Extremism, sectarian killings, Maslaki differences, etc. are all products of the Madrasa system

As Muslims we should give primary importance to our only holy book 'Quran' and not to any other book even if it is written by any reputed author  because personal bias and weak Hadiths, unauthentic tales and stories not in consonance with the Quranic directives always make inroads. Hence various deviations, Shirk, Bidah and un-Islamic customs and practices prevail in our divided society based on sects, Maslak, Fiqah, Maktabi differences. So much so our Masajids are also divided. The Ajmi Muslims are more divided today than the Arabs... Due to lack of Quranic knowledge/ Quran Fahmi our people get exploited by the Mullah community who have hijacked Islam and confined it to so called five pillars of Islam not supported in the Quran plus building of Masajids and Madrasas and collecting donations for the sake of Allah as if Allah is poor.

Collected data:
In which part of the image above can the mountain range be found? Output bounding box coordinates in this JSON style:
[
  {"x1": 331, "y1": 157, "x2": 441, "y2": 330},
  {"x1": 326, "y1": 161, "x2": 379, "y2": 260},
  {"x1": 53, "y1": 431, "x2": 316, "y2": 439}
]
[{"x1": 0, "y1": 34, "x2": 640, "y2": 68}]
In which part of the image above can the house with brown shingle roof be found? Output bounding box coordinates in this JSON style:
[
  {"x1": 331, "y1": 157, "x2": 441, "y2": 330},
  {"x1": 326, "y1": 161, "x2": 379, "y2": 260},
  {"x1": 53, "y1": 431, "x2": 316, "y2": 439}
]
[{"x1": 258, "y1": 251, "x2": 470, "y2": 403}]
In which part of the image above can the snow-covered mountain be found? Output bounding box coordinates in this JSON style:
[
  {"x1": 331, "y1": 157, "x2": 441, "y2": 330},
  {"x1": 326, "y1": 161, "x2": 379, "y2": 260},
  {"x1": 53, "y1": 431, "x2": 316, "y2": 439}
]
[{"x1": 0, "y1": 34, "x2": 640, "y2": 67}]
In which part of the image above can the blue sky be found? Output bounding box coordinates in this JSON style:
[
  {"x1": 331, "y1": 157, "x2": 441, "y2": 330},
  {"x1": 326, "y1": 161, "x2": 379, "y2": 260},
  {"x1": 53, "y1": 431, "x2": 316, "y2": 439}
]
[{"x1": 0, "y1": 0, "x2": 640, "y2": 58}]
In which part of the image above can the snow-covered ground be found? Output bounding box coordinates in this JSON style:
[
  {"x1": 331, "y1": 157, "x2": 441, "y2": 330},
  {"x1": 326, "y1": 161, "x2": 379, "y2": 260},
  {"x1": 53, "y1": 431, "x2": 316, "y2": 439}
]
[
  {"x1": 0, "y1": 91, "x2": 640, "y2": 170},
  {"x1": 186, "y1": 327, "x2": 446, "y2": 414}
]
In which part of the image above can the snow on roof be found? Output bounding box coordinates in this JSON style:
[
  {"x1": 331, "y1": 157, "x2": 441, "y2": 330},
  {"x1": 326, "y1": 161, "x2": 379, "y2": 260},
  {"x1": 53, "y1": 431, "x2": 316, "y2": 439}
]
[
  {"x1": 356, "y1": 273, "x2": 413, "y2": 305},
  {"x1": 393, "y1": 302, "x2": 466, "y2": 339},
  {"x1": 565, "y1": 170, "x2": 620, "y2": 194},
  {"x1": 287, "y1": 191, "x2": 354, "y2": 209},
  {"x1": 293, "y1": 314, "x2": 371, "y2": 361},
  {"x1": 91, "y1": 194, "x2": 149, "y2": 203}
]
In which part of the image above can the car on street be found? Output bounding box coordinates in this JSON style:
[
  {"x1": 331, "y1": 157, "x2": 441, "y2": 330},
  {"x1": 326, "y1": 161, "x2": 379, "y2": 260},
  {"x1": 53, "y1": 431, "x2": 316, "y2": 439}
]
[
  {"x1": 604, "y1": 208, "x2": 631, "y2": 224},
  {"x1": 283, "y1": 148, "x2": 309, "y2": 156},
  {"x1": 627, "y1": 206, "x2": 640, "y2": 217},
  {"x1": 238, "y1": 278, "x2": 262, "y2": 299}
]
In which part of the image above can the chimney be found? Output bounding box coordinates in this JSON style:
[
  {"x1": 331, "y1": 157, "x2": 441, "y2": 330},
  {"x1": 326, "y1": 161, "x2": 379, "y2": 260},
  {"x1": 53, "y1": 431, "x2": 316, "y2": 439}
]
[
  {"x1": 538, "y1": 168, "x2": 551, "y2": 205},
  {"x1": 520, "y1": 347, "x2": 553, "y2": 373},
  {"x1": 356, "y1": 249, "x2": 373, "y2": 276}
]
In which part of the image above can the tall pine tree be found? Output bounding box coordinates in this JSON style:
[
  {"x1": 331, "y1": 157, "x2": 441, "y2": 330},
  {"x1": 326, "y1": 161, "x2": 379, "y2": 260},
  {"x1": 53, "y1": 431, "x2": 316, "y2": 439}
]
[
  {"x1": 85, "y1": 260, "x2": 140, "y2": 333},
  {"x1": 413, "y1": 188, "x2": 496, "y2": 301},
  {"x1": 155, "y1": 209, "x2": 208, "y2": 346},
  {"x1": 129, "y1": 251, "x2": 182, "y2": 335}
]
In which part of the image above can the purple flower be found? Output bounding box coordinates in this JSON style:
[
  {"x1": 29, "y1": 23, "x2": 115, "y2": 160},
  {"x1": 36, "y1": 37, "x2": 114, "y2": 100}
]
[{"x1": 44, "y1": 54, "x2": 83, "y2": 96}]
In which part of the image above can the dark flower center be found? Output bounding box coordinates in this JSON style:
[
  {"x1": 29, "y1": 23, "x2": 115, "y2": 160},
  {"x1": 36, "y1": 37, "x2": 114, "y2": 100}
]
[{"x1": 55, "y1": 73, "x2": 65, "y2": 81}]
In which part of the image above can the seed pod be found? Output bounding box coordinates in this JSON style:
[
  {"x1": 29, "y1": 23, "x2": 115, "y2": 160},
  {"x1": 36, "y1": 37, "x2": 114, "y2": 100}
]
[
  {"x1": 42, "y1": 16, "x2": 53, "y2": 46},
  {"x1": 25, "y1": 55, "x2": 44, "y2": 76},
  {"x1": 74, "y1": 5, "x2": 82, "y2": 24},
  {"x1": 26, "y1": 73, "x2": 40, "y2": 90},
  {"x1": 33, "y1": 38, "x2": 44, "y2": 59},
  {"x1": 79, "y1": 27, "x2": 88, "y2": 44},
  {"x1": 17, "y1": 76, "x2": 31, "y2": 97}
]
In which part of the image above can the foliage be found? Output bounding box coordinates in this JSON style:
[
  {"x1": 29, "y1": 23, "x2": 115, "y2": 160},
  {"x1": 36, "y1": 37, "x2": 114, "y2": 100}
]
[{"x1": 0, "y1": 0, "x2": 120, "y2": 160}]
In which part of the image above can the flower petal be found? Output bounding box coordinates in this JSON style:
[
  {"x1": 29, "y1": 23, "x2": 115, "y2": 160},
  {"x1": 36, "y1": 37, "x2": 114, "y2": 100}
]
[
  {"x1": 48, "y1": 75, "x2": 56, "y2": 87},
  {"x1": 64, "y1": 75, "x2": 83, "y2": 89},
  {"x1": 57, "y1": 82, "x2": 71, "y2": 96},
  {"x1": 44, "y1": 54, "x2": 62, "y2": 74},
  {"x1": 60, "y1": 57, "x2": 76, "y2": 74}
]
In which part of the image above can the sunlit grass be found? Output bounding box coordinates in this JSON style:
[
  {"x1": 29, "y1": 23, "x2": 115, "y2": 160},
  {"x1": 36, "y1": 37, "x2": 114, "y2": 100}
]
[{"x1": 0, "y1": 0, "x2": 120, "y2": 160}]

▸ Problems to solve
1 – According to the piece on the Madrasa system, why should Muslims give primary importance to the Quran rather than to any other book?
2 – Reproduce the passage in the piece on the Madrasa system, beginning at the words "As Muslims we" and stopping after "Allah is poor.".
3 – In the piece on the Madrasa system, which group is said to be more divided today than the Arabs?

▸ Solution list
1 – Other books, even those by reputed authors, are always open to personal bias, weak Hadiths, and unauthentic tales and stories that do not agree with the Quranic directives.

2 –
As Muslims we should give primary importance to our only holy book 'Quran' and not to any other book even if it is written by any reputed author  because personal bias and weak Hadiths, unauthentic tales and stories not in consonance with the Quranic directives always make inroads. Hence various deviations, Shirk, Bidah and un-Islamic customs and practices prevail in our divided society based on sects, Maslak, Fiqah, Maktabi differences. So much so our Masajids are also divided. The Ajmi Muslims are more divided today than the Arabs... Due to lack of Quranic knowledge/ Quran Fahmi our people get exploited by the Mullah community who have hijacked Islam and confined it to so called five pillars of Islam not supported in the Quran plus building of Masajids and Madrasas and collecting donations for the sake of Allah as if Allah is poor.

3 – The Ajmi Muslims.